[EXTRACT TO READ]:
Content starts

I really wasn't sure where to post about this, but I was looking to find some advice about this certain predicament I am in. It does refer to the emotional/psychological well being of myself and the person(s) who is involved. I have a close connection with my soul sister who is also my best friend, but over the past 6 months- 1 year it has been starting to deteriorate. I'm not really sure what to do.
We have been roommates with each other for about 2 years now. About a year or so ago, we were living in another state with another room mate that had a high amount of physical, emotional, and psychological issues, and the connection between me, my soul sister, and this person was highly toxic. There was much conflict and it reached a point where we both left and went to my soul sister's hometown, currently where I reside.
I left my hometown due to the unhealthy living situation there, and just with the fact that I wasn't happy, nor healthy. I find myself to be very happy where I am living right now, location-wise. I have a job, a home, a car, friends, going back to school, I mean my life is going up! However, I am not happy with the living situation I am in and nor am I happy with who I am living with.

Content ends

[RECORD EXCERPTS]:

Content starts

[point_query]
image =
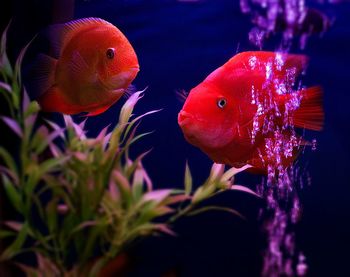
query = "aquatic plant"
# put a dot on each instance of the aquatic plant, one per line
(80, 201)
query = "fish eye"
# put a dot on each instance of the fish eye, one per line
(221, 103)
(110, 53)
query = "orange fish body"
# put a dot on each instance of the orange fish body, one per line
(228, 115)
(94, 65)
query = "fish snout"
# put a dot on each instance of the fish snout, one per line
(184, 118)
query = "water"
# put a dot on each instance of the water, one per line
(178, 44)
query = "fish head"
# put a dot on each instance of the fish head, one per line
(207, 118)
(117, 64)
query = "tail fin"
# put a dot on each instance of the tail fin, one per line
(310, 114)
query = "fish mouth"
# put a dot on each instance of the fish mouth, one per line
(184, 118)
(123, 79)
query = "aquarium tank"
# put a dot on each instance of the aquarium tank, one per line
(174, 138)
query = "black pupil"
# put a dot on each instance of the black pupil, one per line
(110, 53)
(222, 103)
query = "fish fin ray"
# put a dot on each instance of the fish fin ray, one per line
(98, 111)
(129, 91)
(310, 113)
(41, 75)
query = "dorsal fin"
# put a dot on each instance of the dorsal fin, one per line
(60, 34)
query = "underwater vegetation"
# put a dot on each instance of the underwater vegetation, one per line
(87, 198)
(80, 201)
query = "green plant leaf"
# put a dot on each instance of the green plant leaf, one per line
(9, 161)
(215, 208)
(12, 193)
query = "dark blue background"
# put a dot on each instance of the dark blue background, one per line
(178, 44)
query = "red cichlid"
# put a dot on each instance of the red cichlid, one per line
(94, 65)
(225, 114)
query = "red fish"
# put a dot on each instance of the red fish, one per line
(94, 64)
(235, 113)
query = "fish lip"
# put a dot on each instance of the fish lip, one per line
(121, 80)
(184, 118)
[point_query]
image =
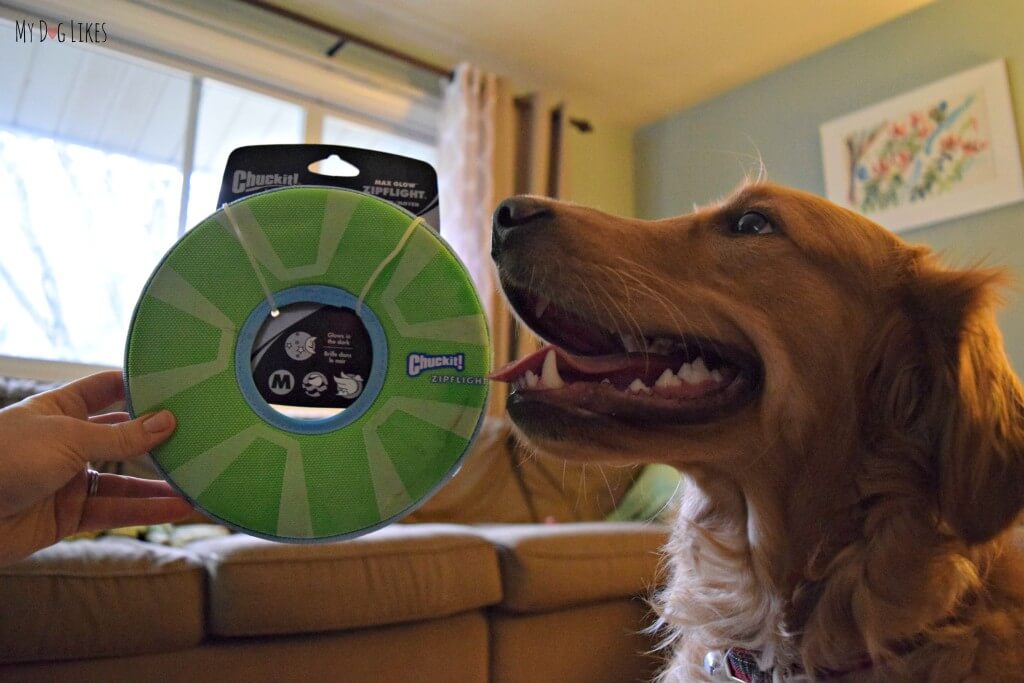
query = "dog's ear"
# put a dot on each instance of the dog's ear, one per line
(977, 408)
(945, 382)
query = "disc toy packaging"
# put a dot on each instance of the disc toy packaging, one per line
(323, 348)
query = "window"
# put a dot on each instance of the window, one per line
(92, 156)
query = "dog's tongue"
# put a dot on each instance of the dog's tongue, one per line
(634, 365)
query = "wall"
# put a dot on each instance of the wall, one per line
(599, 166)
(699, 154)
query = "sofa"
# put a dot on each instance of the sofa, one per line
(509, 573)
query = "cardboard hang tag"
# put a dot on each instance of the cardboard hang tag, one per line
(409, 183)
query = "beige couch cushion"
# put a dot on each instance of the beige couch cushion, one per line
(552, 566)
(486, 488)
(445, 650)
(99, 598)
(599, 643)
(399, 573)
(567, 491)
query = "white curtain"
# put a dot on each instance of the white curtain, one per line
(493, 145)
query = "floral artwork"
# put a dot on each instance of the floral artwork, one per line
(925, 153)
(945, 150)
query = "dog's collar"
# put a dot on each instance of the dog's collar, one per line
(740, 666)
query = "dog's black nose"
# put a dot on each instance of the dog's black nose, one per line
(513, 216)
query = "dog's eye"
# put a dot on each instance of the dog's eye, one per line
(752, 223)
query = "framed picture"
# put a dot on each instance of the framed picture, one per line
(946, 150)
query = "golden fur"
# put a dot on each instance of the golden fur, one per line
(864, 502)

Content ends
Content starts

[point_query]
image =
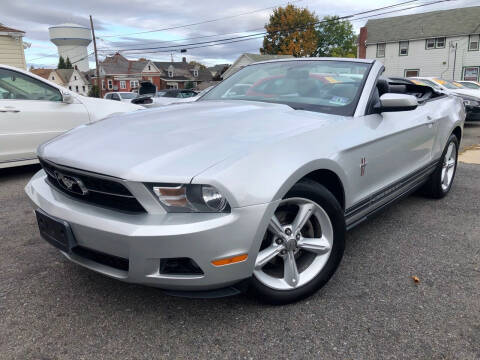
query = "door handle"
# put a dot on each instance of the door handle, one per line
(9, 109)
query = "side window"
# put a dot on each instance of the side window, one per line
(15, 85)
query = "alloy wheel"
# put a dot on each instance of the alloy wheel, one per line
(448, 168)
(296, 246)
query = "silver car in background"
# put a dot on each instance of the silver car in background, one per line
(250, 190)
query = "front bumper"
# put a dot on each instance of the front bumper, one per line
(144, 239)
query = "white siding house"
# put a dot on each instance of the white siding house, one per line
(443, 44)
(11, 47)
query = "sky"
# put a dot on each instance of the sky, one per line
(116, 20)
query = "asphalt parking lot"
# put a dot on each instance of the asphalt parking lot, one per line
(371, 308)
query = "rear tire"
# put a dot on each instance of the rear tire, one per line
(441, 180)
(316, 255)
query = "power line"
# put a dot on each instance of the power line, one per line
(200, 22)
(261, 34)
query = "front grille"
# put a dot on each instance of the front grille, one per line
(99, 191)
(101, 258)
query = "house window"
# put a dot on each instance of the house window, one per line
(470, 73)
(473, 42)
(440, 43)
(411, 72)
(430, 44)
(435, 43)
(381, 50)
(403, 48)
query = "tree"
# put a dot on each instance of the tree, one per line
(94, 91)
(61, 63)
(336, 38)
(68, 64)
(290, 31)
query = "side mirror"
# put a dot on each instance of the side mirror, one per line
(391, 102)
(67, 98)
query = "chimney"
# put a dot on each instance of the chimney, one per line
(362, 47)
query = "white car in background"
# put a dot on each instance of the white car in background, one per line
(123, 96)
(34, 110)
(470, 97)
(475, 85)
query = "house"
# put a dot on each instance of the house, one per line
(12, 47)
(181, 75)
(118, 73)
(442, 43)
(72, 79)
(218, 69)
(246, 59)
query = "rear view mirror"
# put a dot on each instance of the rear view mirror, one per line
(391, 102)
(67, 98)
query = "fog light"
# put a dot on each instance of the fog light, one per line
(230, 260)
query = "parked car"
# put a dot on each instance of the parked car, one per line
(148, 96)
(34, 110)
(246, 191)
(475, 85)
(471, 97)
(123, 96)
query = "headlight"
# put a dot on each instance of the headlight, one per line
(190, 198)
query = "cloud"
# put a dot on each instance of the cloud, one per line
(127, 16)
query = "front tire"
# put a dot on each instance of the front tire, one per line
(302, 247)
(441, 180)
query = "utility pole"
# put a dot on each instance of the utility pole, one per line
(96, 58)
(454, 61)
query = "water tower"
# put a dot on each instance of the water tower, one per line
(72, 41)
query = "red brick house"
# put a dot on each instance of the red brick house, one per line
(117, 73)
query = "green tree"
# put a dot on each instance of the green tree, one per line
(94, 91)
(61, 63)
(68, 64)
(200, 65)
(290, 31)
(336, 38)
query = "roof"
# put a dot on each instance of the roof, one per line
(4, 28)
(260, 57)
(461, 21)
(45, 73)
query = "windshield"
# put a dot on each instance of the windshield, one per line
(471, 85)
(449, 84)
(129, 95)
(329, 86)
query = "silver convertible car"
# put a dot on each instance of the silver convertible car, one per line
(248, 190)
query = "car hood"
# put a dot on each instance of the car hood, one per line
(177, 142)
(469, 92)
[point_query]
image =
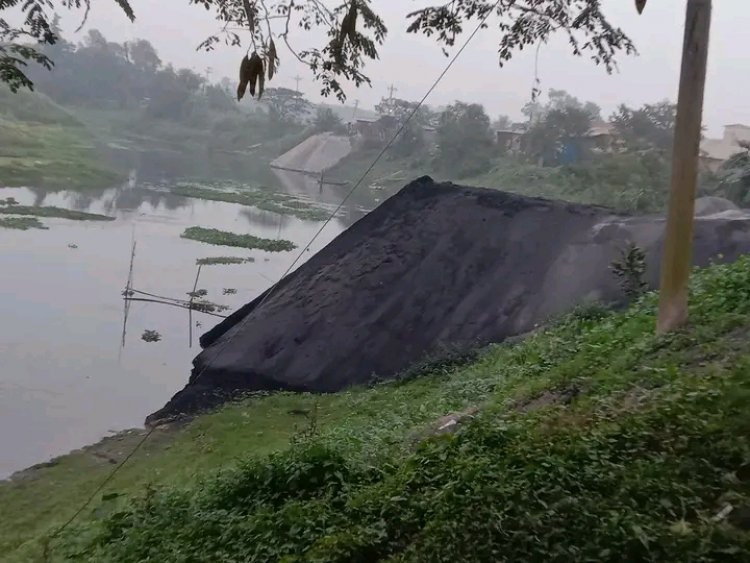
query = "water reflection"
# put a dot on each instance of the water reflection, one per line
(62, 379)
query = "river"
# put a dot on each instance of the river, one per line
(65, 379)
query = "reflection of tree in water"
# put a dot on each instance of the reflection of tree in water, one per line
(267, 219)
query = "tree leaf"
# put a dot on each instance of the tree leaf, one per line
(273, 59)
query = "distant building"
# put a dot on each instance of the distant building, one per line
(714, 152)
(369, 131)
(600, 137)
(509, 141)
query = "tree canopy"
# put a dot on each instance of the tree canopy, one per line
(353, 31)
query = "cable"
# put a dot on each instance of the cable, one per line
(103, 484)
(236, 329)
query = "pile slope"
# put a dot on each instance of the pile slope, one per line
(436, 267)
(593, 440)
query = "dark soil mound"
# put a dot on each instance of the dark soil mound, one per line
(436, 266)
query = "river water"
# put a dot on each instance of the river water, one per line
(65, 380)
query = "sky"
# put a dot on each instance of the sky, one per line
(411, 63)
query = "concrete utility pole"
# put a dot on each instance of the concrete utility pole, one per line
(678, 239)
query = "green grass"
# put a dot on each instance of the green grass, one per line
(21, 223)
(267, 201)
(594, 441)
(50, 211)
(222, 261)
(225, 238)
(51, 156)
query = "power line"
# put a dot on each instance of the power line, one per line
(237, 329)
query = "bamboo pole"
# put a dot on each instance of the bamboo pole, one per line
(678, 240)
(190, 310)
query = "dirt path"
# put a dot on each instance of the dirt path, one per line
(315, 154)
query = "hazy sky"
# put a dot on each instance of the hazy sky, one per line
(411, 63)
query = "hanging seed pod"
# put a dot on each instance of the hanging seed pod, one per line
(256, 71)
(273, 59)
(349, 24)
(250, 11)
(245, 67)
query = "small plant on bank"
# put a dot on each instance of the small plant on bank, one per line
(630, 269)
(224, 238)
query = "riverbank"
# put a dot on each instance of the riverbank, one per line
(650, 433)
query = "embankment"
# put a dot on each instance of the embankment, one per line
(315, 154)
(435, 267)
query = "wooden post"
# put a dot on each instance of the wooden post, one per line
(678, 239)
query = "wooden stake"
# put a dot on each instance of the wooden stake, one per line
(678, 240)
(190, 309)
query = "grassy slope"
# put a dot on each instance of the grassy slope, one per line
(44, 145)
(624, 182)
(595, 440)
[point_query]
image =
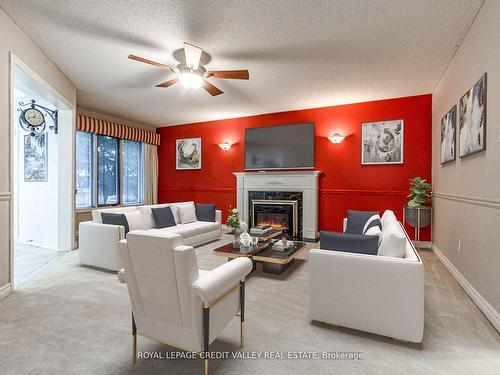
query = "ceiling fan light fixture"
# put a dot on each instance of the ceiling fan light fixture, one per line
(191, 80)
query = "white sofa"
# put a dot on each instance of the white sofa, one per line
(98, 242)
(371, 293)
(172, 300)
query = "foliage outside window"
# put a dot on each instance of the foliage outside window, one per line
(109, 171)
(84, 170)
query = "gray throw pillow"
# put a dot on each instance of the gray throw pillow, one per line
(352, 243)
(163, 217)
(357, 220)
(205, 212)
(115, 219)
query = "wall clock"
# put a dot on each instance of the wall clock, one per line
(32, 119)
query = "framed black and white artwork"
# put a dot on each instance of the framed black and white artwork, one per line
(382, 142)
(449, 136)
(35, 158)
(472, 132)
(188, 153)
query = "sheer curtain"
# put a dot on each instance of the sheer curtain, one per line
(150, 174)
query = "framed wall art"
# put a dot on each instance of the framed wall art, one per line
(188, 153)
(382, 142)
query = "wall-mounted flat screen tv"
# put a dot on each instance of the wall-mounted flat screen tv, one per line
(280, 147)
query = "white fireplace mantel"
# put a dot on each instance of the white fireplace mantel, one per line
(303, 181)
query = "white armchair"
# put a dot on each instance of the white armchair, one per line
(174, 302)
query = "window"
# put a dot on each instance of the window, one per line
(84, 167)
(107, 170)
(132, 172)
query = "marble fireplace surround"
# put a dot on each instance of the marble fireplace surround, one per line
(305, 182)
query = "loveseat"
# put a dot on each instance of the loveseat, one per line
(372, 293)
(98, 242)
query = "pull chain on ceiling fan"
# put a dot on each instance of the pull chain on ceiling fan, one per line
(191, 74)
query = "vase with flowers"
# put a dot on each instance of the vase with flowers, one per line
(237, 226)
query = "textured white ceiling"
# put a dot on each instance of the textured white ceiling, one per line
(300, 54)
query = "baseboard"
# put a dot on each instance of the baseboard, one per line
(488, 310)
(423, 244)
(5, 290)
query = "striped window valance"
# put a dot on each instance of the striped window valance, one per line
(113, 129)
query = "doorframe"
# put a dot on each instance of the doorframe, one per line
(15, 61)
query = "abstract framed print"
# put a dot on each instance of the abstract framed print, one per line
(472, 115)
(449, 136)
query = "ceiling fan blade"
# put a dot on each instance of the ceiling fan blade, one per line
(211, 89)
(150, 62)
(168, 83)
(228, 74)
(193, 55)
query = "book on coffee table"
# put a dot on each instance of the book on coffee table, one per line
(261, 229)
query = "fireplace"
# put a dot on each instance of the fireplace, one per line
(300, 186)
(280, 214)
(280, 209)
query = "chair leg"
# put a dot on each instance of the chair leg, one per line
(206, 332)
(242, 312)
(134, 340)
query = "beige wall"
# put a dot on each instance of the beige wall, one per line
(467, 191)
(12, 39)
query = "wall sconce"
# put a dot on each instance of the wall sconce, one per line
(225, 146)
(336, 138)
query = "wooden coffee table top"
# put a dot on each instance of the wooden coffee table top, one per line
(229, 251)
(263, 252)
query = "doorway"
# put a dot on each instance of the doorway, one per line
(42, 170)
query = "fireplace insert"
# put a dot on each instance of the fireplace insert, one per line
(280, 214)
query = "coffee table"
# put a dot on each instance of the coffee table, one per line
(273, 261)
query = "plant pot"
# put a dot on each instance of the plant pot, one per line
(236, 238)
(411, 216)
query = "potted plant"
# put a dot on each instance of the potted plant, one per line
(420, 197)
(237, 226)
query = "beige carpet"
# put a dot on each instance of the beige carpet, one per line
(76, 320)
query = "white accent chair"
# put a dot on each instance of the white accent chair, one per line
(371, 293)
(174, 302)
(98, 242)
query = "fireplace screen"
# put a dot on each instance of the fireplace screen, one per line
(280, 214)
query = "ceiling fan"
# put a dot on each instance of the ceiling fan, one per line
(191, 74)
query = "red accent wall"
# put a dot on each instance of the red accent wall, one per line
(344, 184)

Content ends

[EXERCISE 1]: In the post about living with a soul sister, how long has the writer been roommates with the soul sister?
[EXERCISE 2]: Do these statements agree with the post about living with a soul sister? (a) The writer left their hometown because of an unhealthy living situation. (b) The writer is unhappy with the location where they now live. (c) The writer now lives in their own hometown.
[EXERCISE 3]: Sum up the post about living with a soul sister in two sentences.

[EXERCISE RESPONSE 1]: About 2 years.

[EXERCISE RESPONSE 2]:
(a) Yes: "I left my hometown due to the unhealthy living situation there."
(b) No: "I find myself to be very happy where I am living right now, location-wise."
(c) No: "went to my soul sister's hometown, currently where I reside."

[EXERCISE RESPONSE 3]: The writer is seeking advice because a close bond with a soul sister and best friend, who has been a roommate for about 2 years, has been deteriorating over the past 6 months to a year. After a toxic living situation with a third roommate, the two moved to the soul sister's hometown, where the writer's life is going well, yet the writer is unhappy with the living situation and with the person they live with.